[DÉTAIL DE LA TÂCHE]
Réécrivez les items à partir de la ligne qui contient « Q: For each instance of the embroidered » et jusqu'à la fin, en remplaçant « wooden » par « metal » sans rien modifier d'autre.

[EXTRAITS DES ITEMS]
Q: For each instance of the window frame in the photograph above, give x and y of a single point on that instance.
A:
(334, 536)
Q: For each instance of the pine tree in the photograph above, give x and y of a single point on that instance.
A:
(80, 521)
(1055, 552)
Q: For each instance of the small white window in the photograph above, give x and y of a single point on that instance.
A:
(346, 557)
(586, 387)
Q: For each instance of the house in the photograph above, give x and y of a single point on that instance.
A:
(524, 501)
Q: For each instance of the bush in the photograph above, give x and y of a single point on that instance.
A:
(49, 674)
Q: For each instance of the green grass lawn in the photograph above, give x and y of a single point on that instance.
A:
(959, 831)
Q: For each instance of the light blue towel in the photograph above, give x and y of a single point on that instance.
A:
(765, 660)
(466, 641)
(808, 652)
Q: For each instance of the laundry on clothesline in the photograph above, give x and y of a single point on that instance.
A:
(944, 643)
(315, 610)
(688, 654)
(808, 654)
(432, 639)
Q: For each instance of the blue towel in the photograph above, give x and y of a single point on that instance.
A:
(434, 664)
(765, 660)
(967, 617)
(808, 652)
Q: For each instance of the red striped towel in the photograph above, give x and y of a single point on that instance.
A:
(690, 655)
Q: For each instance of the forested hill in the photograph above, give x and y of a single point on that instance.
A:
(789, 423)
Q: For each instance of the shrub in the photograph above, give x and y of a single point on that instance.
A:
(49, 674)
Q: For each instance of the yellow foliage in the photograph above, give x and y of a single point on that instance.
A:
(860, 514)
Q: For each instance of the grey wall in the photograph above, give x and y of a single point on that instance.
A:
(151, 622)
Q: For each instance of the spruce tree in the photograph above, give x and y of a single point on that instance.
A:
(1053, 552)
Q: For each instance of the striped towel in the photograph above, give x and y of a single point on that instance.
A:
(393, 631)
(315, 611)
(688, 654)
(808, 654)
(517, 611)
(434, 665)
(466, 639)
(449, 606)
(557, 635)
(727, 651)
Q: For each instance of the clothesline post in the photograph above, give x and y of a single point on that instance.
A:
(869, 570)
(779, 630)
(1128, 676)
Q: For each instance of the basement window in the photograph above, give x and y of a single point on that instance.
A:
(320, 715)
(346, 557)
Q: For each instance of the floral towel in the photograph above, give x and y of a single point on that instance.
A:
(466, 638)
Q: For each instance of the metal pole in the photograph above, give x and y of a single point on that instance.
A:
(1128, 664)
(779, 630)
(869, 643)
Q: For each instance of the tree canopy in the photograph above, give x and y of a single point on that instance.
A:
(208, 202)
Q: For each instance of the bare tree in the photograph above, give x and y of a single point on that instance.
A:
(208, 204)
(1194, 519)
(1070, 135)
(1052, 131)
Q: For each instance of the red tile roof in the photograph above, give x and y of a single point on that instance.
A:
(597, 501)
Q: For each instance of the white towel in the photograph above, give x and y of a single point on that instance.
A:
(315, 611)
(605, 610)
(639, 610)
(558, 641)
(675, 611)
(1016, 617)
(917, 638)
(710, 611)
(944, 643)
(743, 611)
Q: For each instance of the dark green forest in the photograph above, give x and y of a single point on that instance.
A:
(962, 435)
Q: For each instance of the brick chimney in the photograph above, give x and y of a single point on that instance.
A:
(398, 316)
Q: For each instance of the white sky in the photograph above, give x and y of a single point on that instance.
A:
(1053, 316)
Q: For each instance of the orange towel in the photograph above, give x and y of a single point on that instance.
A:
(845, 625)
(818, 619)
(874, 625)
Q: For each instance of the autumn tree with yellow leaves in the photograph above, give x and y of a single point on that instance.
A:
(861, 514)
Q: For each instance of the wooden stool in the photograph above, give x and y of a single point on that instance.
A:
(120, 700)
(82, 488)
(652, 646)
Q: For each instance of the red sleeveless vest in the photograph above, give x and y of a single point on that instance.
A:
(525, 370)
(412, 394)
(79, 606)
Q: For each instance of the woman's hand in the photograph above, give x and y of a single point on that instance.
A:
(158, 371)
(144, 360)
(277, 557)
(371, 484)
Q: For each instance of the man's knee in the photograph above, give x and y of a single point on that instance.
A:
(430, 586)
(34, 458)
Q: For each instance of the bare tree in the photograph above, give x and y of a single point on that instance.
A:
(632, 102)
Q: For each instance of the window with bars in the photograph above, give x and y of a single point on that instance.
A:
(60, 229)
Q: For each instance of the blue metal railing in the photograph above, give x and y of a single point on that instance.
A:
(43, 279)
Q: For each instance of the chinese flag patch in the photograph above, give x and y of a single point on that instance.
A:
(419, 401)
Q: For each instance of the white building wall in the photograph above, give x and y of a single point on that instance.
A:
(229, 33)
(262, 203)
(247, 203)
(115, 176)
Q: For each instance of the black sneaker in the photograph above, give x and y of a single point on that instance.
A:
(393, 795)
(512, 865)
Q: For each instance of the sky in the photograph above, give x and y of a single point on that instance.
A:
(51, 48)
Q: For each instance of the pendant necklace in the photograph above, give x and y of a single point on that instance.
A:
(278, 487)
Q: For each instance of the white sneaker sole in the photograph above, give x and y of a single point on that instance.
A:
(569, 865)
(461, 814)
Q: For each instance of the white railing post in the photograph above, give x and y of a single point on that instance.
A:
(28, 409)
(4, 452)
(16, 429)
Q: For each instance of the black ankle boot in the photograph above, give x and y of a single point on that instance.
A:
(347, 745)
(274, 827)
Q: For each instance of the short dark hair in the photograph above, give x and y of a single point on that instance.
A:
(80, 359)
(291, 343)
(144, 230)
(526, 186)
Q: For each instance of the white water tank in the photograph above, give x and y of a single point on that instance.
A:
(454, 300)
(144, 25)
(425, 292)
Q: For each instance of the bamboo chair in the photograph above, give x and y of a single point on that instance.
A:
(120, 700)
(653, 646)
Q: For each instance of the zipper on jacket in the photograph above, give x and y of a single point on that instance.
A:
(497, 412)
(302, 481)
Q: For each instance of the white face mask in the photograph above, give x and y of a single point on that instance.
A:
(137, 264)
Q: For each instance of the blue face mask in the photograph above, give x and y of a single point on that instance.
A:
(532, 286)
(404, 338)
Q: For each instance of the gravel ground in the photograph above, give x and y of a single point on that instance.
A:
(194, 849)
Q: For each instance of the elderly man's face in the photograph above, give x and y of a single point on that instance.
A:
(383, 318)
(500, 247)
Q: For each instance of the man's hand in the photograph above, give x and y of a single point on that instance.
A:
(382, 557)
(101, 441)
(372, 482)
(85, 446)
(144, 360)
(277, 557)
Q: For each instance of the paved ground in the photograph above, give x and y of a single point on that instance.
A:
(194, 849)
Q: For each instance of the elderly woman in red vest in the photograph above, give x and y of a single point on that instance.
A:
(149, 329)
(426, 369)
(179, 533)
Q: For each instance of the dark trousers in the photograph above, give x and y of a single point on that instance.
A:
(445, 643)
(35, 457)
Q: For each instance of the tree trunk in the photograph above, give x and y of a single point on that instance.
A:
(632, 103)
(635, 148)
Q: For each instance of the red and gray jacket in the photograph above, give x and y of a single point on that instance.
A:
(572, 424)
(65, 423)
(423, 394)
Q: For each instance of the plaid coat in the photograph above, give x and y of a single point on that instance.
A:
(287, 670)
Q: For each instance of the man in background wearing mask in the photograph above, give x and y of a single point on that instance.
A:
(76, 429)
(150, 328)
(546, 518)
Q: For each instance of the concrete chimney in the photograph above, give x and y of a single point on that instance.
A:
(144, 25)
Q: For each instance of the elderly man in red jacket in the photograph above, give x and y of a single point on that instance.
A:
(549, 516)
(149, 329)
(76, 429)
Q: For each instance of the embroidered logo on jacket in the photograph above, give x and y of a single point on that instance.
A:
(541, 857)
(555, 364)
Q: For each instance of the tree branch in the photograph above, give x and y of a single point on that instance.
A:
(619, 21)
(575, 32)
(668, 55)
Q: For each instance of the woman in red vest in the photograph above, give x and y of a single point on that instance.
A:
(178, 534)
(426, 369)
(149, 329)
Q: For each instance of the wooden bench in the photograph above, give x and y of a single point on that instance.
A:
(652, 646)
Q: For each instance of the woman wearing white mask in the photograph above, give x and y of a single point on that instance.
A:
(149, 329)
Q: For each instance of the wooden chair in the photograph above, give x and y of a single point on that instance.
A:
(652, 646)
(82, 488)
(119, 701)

[SOLUTION RÉDIGÉE]
Q: For each instance of the embroidered logo on jacket in the photograph above, give x and y of a single point on that instance.
A:
(541, 857)
(555, 364)
Q: For each instance of the tree branch in the photograph above, give x and y of a single point on that instance.
A:
(619, 21)
(575, 32)
(668, 55)
Q: For each instance of the woman in red vest in the photograph above, give x and y of a single point on that instance.
A:
(178, 534)
(426, 369)
(149, 329)
Q: For each instance of the metal bench in the photograph above, give x and y of a single point on that instance.
A:
(652, 646)
Q: For each instance of the woman wearing white mask in the photograph above, give x and y of a single point on that instance.
A:
(149, 329)
Q: For each instance of the metal chair in the photograph above, give x and y of a single point on that instance.
A:
(652, 646)
(82, 488)
(119, 701)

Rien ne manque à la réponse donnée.